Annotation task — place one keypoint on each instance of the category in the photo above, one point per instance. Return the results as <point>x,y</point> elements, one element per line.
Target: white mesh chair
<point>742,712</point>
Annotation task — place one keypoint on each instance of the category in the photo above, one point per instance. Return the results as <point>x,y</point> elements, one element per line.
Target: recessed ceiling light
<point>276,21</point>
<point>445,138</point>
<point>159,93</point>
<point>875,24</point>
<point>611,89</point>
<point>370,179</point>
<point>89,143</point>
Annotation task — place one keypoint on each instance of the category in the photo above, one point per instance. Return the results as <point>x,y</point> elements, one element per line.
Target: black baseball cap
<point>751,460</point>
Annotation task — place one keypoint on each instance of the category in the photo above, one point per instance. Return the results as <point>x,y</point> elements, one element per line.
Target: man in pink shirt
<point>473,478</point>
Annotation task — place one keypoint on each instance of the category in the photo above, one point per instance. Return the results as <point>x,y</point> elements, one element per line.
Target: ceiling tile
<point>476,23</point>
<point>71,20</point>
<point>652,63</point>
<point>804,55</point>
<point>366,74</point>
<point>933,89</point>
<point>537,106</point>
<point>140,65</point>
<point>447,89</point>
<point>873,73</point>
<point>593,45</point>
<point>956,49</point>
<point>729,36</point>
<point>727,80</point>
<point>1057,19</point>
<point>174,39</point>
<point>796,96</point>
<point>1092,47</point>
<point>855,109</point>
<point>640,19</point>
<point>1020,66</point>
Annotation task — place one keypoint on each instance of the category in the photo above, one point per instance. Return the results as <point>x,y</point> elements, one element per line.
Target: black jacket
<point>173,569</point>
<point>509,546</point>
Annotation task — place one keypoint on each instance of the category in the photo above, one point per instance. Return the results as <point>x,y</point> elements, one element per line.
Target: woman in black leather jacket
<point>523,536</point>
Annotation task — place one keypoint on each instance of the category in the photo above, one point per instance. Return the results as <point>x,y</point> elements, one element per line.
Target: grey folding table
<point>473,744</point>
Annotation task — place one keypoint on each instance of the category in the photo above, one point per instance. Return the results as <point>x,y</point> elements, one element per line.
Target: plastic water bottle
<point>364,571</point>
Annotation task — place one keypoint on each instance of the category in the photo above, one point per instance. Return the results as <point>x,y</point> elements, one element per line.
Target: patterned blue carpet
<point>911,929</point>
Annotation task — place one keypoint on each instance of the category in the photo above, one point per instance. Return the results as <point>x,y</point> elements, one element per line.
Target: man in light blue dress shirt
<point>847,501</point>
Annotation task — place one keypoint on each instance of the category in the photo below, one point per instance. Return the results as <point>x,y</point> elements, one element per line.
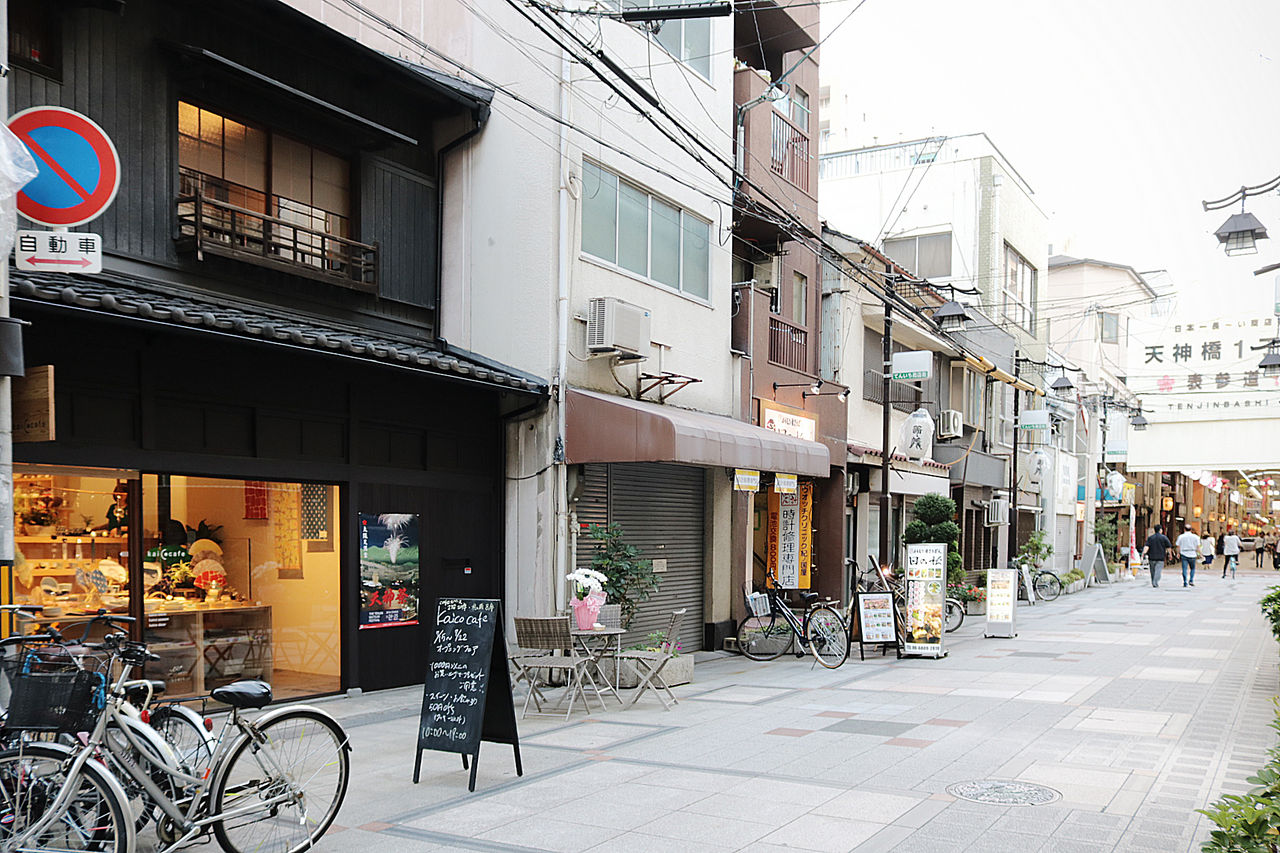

▶ [EXERCISE]: Drop the pictures and give every line above again exactly.

▶ [YOUR SOLUTION]:
Annotation task — place one keypoint on each instance of the category in the photo above, one point per instance. Return the results as <point>x,y</point> elements, one element per line.
Target: white mesh chair
<point>742,712</point>
Annotation task — place one keypoint on each instance of the category in the photo above, one point per instance. Return the results as <point>x,y</point> elements, one element per line.
Target: recessed ceiling light
<point>276,21</point>
<point>445,138</point>
<point>159,93</point>
<point>875,24</point>
<point>611,89</point>
<point>370,179</point>
<point>89,143</point>
Annotation task — place one keypoint on each instance of the category in the photo above, one point per instance. Return the results as <point>x,y</point> elements, one element per line.
Target: black baseball cap
<point>751,460</point>
Annotation task — place one keypoint on each instance of the category in the photo above, one point per instance. Return the results as <point>x,y</point> elements, one element per line.
Target: man in pink shirt
<point>473,478</point>
Annotation task — place one keypoint on each instance of the category in the photo above, one point per instance. Return the results as <point>x,y</point> elements, one element per line.
Target: ceiling tile
<point>476,23</point>
<point>71,20</point>
<point>652,63</point>
<point>804,55</point>
<point>366,74</point>
<point>933,89</point>
<point>537,106</point>
<point>140,65</point>
<point>447,89</point>
<point>873,73</point>
<point>593,45</point>
<point>956,49</point>
<point>729,36</point>
<point>727,80</point>
<point>1057,19</point>
<point>174,39</point>
<point>796,96</point>
<point>1092,47</point>
<point>855,109</point>
<point>640,19</point>
<point>1020,66</point>
Annotation task — place one keypoint on each instance of the category in the photo above, one point per instance. Return the results as <point>x,y</point> elements, one element per line.
Target: black jacket
<point>173,569</point>
<point>509,546</point>
Annotation task — place one keypoint on each instance of the category in the photo above, one point per instance. Return the results as <point>x,y</point> elements, one element per line.
Target: woman in black leather jacket
<point>523,536</point>
Annotation task — place one keypoint on each instance of the category in the photo above, one point per instance. Return the results as <point>x,y</point> elements, one element per line.
Target: grey folding table
<point>473,744</point>
Annotation task — place one keypoint on each instance of the category in the photo above, one point per instance. Return the results as <point>x,y</point> elements, one element per line.
Target: plastic water bottle
<point>364,571</point>
Annotation task — place one keypoint on each instance of the category in the photo above, one point per instance. Return the results as <point>x,y</point> elements, one element per line.
Target: patterned blue carpet
<point>911,929</point>
Annotation task — place one keypoint on each instance of the category in the photo above, one point per instance. Return the results as <point>x,y</point> elements, one element per line.
Target: man in light blue dress shirt
<point>847,501</point>
Annotation task — place one keypoint on each instance of the category in the photo below, one point per instance. Return the results as <point>x,y</point> elements, one element per line.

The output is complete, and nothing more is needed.